- [TEXTO PARA LEER]
◇ ◇ ◇ ◇
Pero no todo son malas
noticias: que le pregunten a Angela Merkel si alguna vez ha escuchado algún
reproche de cualquiera de sus vasallos; alguien que le diga que están hartos de
pagar los fantasmas alemanes y sus correspondientes avisperos de prejuicios;
que se van a oponer a la renacida esencia
alemana, que ingenuamente Mitterrand -quien la creía inextirpable- pensaba
detener con la creación del euro cuando dos guerras mundiales no habían logrado
más que refrenarla temporalmente, y que hoy día consigue los efectos políticos
a los que propendía desde el terreno económico, y hasta le pagan por ello.
Ningún vasallo le dice eso a la aparente dueña de Europa, y menos su lacayo
español, que recibe órdenes sin pedirlas de una teórica igual, y que siempre promete ser el primero de la clase, aunque
luego incumpla los deberes que le dictan sus amos, como rebajar el déficit
público hasta el 6.3%. Tendrán que ser una vez más los hechos, con las voces
que les hacen de eco y que provienen desde el corazón de la propia Alemania,
los que acaben por disuadir a Merkel de que la tierra quemada que ha creado en
derredor suyo está ya dañando las exportaciones alemanas, es decir, llenando de
nubarrones su horizonte. ¿Pero quedará algo reconocible de lo que un día fue la
Europa del Sur cuando llegue ese momento?
◇ ◇ ◇ ◇
- [PROBLEMA PLANTEADO]
Según el texto sobre Merkel y Europa, ¿hasta qué cifra había que rebajar el déficit público?

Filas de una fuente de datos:
◇ ◇ ◇ ◇
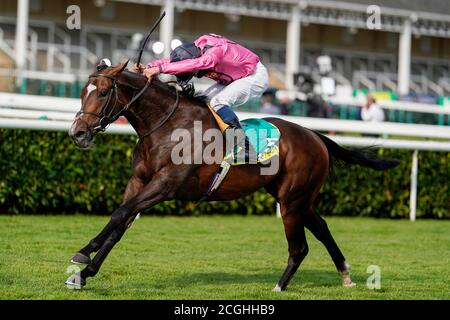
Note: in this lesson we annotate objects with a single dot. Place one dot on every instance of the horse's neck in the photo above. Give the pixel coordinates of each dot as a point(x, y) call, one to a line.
point(155, 105)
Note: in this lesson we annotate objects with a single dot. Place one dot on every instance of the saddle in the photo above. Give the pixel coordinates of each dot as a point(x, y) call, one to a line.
point(262, 135)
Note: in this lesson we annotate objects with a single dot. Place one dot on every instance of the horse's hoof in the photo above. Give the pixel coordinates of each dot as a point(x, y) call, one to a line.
point(80, 258)
point(349, 285)
point(277, 289)
point(75, 281)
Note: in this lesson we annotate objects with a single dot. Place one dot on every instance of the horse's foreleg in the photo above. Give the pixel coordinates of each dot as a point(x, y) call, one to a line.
point(320, 230)
point(153, 193)
point(298, 247)
point(134, 187)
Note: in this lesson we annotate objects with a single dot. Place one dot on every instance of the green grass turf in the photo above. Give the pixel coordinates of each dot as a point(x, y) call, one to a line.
point(222, 258)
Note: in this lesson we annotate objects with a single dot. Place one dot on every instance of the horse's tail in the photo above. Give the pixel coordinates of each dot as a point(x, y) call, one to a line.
point(360, 157)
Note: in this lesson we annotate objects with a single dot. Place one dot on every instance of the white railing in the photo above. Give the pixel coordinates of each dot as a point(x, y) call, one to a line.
point(23, 112)
point(389, 105)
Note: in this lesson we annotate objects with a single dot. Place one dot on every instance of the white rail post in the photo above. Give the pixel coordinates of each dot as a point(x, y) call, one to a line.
point(293, 46)
point(413, 193)
point(404, 58)
point(21, 41)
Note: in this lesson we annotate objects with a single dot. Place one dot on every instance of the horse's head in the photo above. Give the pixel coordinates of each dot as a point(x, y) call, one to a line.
point(100, 103)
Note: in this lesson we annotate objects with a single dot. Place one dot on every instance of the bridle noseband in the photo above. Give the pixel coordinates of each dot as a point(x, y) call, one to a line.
point(106, 115)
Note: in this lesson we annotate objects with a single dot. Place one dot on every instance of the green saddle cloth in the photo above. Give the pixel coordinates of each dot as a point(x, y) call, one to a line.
point(263, 137)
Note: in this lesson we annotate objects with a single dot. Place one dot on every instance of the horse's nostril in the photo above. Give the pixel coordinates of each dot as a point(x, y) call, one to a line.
point(80, 134)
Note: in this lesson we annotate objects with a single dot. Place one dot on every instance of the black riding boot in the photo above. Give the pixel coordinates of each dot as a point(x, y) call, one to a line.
point(235, 131)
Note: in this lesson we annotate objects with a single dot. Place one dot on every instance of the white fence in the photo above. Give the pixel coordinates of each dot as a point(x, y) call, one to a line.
point(24, 112)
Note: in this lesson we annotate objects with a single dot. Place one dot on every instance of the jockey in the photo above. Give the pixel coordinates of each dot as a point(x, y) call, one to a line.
point(238, 73)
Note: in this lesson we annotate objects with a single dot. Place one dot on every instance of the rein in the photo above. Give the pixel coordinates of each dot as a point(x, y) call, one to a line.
point(106, 118)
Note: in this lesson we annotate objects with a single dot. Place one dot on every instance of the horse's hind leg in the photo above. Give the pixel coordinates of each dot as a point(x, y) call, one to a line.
point(319, 229)
point(298, 247)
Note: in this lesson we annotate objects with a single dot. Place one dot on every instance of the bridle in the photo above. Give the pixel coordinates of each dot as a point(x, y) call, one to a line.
point(106, 116)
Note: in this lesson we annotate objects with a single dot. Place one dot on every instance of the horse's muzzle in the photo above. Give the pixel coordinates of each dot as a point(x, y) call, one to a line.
point(81, 136)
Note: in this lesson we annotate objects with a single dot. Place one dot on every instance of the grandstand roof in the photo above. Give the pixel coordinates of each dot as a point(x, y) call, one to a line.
point(440, 7)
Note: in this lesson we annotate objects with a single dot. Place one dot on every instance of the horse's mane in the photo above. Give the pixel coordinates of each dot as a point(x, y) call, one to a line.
point(200, 99)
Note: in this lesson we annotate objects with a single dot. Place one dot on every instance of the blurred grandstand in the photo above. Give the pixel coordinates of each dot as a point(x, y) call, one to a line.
point(407, 60)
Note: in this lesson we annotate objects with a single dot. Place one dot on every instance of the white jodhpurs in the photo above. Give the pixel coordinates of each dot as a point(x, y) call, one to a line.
point(239, 91)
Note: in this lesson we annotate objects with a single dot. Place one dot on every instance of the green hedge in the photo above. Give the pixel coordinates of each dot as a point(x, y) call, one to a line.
point(44, 173)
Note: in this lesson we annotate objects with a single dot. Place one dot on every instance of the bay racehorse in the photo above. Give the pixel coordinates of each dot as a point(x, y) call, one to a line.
point(304, 160)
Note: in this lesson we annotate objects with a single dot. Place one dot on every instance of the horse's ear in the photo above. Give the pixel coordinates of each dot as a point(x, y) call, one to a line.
point(120, 67)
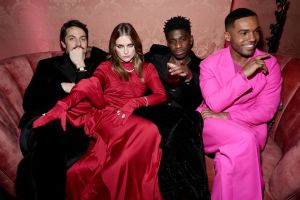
◇ ◇ ◇ ◇
- [RESULTADO]
Hasta el 6.3%.